> [Items stored from a collection]:
__________________________________________________

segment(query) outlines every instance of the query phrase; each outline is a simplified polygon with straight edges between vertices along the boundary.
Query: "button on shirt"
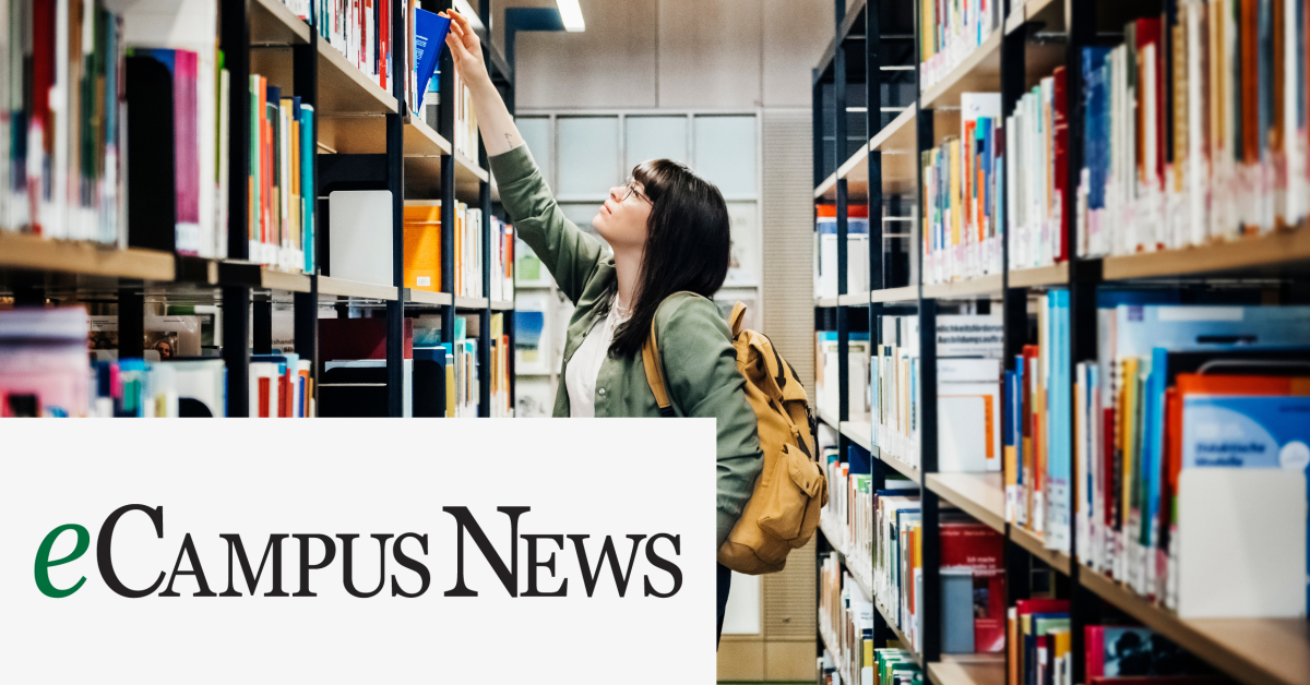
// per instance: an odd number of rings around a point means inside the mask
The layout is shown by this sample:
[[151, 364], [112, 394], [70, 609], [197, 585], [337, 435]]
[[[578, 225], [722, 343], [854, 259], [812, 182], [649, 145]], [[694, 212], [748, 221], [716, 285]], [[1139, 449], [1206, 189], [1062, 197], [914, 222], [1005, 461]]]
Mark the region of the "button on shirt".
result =
[[609, 343], [614, 341], [614, 329], [627, 321], [618, 314], [618, 306], [610, 305], [604, 321], [592, 326], [572, 359], [565, 368], [565, 386], [569, 389], [569, 415], [574, 418], [595, 418], [596, 398], [605, 397], [604, 388], [596, 388], [600, 367], [609, 356]]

__________________________________________________

> [What to do]:
Retype all of the data above word for word and line for line, leaving the pictures out.

> [Exercise response]:
segment(query) outlines every instance of the query phrase; each outline is a simplified polygon with straight edges between vertices along the boundary.
Query: "button on shirt"
// per instance: an odd number of rings around a point means inside the mask
The layout is shown by this sample:
[[151, 364], [112, 394], [70, 609], [197, 585], [337, 435]]
[[[578, 225], [722, 343], [854, 259], [812, 182], [649, 145]], [[694, 212], [748, 221], [716, 285]], [[1139, 449], [1206, 189], [1062, 197], [914, 222], [1005, 461]]]
Mark the region of the "button on shirt".
result =
[[609, 343], [614, 341], [614, 329], [627, 321], [618, 314], [618, 306], [610, 305], [604, 321], [592, 326], [572, 359], [565, 368], [565, 386], [569, 389], [569, 415], [574, 418], [595, 418], [596, 398], [605, 397], [604, 388], [596, 388], [600, 367], [609, 356]]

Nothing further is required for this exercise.